Top of Source records

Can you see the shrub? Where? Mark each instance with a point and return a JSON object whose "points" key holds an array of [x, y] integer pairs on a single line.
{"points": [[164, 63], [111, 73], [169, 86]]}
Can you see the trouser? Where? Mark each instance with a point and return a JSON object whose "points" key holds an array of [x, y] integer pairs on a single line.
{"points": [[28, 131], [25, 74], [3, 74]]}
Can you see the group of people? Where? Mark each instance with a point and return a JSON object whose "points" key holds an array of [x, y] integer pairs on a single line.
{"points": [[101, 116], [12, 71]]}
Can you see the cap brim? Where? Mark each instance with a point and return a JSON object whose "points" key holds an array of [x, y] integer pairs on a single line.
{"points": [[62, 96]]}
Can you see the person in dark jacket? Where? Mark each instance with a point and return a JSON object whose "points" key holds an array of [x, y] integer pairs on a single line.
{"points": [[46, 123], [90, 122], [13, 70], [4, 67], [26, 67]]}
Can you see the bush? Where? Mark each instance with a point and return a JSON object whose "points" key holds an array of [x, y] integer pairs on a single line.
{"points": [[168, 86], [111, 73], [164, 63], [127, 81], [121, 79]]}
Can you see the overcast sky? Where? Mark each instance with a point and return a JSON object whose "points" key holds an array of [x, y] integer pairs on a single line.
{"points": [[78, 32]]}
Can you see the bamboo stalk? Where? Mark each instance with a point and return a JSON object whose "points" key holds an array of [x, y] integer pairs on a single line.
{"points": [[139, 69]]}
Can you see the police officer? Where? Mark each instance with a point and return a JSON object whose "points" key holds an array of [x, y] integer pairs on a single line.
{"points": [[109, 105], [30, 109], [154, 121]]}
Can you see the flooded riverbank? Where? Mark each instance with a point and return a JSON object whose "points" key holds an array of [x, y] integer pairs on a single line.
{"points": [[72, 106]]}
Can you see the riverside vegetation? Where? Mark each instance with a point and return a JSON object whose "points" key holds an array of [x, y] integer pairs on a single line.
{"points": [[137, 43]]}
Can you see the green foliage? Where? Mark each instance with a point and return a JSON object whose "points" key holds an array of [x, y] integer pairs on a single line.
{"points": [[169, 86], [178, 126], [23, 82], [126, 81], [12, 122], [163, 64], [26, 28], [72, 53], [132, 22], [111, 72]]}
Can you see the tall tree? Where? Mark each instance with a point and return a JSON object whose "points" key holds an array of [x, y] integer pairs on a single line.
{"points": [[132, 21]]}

Bottom of Source records

What is needed ▸
The records above are to be transcribed exactly, with nothing left out.

Expected answer ▸
Can you see the shrub? Where? Mark each instance with a point and return a JSON object whose "points" key holds an array of [x, y] integer pairs on a single line.
{"points": [[164, 63], [111, 73], [169, 86]]}
Can you see the trouser? Where? Mark each instance with a point and return a JSON object whose "points" key holds an array of [x, y] integer pairs on a single line.
{"points": [[28, 131], [25, 74], [3, 74]]}
Can you see the group of people? Where? Mark each instance with a point and return a JSON object whose "points" key holds an array of [x, y] integer pairs on a single line.
{"points": [[101, 116], [12, 71]]}
Can you see the cap brim? Where? Mark each instance with a point and return a JSON object whose "points" key holds an array of [x, y] integer pairs on a single line.
{"points": [[62, 96]]}
Can you see the person in dark jacket? Where? Mark each instance with a point and return a JSON object whose "points" key holds an array of [x, y] integer pairs on a single line.
{"points": [[46, 123], [90, 122], [13, 70], [4, 67], [26, 67]]}
Can you see the bush? Where? Mark each instance with a point and return a JSON object whose "points" key holds an array of [x, y] integer pairs on a single line.
{"points": [[168, 86], [111, 73], [164, 63], [127, 81], [121, 79]]}
Can you see the overcast sky? Where? Mark each instance with a point and return a JSON object whose "points" key holds an array of [x, y] integer pairs on a single line.
{"points": [[78, 32]]}
Can you see the bamboo stalk? Where? Mark each instance with a point and return a JSON object whose "points" key holds an array of [x, y] integer pairs on a single line.
{"points": [[139, 69]]}
Can you see the police officer? Where? Mark each instance with a point and return a JSON object whose "points" key holds an array of [x, y] integer pairs on a single line.
{"points": [[109, 105], [30, 109], [154, 121]]}
Can you see the flooded riverbank? Where? Mark each instance with a point and return a JSON object whose "points" key holds an array of [x, y] integer pairs on a single line.
{"points": [[72, 106]]}
Can you see the riverside vegetation? Where? Mark each instance with a point and return a JSON object whose "points" key holds an array of [x, y] integer pairs on a single line.
{"points": [[137, 43]]}
Can you see the green foliage? Where? Mark each instance with a point and return a JSON object whose "points" key holds an array of [x, y] integer pairs on a single line.
{"points": [[169, 86], [178, 126], [23, 82], [126, 81], [12, 122], [163, 64], [26, 28], [72, 53], [132, 22], [111, 72]]}
Can you see the tall tree? Where? Mark each instance with a point and return a JSON object whose "points" key holds an array of [x, y] integer pairs on a single line.
{"points": [[132, 21]]}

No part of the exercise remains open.